Text block:
/---
Groups led by Black Lives Matter said the shootings were part of a larger pattern of racial discrimination.

Law enforcement officials said they weren’t.

So we examined every Florida police shooting from 2009 to 2014, using police reports, news articles, lawsuits and autopsies to break down each one to its most basic traits.

Each dot represents one person who was shot.

Most of the people were either black or white.

More black people were shot, even though whites in Florida outnumber blacks 3 to 1.

Take away the least debatable cases, where people were involved in violent crimes or threatened police with weapons.

Here’s what’s left.

Now the numbers skew even more black.

Then think about what raises the most questions when a police officer shoots someone.

Shot while unarmed?

 Blacks outnumbered  whites 2 to 1.

Blacks were twice as likely to be shot after being pulled over for a traffic violation.

Or while reaching for something that officers thought was a weapon — but wasn’t.
\---
Copy out word for word the stretch of the Florida police shootings text from "So we examined" through "police with weapons.".

Records shown:
/---
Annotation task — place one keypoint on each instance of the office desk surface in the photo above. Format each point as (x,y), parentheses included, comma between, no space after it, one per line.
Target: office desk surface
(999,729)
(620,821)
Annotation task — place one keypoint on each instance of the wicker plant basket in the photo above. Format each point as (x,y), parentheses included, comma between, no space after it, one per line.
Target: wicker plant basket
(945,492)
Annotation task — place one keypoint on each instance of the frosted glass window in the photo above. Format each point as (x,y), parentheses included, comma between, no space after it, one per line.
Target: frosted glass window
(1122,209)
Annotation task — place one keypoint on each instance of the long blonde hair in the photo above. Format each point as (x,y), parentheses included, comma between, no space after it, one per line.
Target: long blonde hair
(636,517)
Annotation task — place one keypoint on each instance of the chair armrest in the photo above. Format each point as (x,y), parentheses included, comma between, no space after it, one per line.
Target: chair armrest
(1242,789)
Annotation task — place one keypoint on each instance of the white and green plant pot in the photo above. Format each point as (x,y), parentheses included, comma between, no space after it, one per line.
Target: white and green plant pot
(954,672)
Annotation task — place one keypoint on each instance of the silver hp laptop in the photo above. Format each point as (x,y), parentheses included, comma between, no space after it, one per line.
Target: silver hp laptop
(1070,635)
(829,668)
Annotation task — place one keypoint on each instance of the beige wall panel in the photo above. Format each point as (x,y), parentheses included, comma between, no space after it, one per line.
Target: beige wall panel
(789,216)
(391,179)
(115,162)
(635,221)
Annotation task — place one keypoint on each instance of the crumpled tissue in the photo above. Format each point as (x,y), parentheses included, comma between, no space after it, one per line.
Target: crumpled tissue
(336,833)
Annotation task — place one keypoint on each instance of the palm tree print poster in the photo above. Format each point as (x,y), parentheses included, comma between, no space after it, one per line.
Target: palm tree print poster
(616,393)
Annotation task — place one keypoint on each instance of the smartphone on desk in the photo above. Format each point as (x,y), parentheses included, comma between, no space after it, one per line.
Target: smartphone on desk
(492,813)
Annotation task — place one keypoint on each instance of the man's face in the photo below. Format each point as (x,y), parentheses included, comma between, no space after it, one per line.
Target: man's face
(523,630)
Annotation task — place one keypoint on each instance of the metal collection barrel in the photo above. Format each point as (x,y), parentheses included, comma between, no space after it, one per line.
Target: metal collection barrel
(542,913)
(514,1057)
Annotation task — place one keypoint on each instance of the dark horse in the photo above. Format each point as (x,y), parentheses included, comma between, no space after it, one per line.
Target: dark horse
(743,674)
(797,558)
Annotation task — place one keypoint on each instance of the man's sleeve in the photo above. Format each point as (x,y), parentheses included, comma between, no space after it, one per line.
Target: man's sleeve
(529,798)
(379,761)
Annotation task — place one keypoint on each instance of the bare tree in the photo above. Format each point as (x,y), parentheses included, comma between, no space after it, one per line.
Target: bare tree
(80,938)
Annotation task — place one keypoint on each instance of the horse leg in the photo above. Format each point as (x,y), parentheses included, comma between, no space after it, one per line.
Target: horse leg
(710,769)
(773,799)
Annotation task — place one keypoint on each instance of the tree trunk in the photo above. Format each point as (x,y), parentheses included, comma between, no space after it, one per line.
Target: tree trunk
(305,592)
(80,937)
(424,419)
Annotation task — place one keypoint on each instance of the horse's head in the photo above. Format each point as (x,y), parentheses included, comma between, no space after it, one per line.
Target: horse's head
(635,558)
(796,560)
\---
Final result:
So we examined every Florida police shooting from 2009 to 2014, using police reports, news articles, lawsuits and autopsies to break down each one to its most basic traits.

Each dot represents one person who was shot.

Most of the people were either black or white.

More black people were shot, even though whites in Florida outnumber blacks 3 to 1.

Take away the least debatable cases, where people were involved in violent crimes or threatened police with weapons.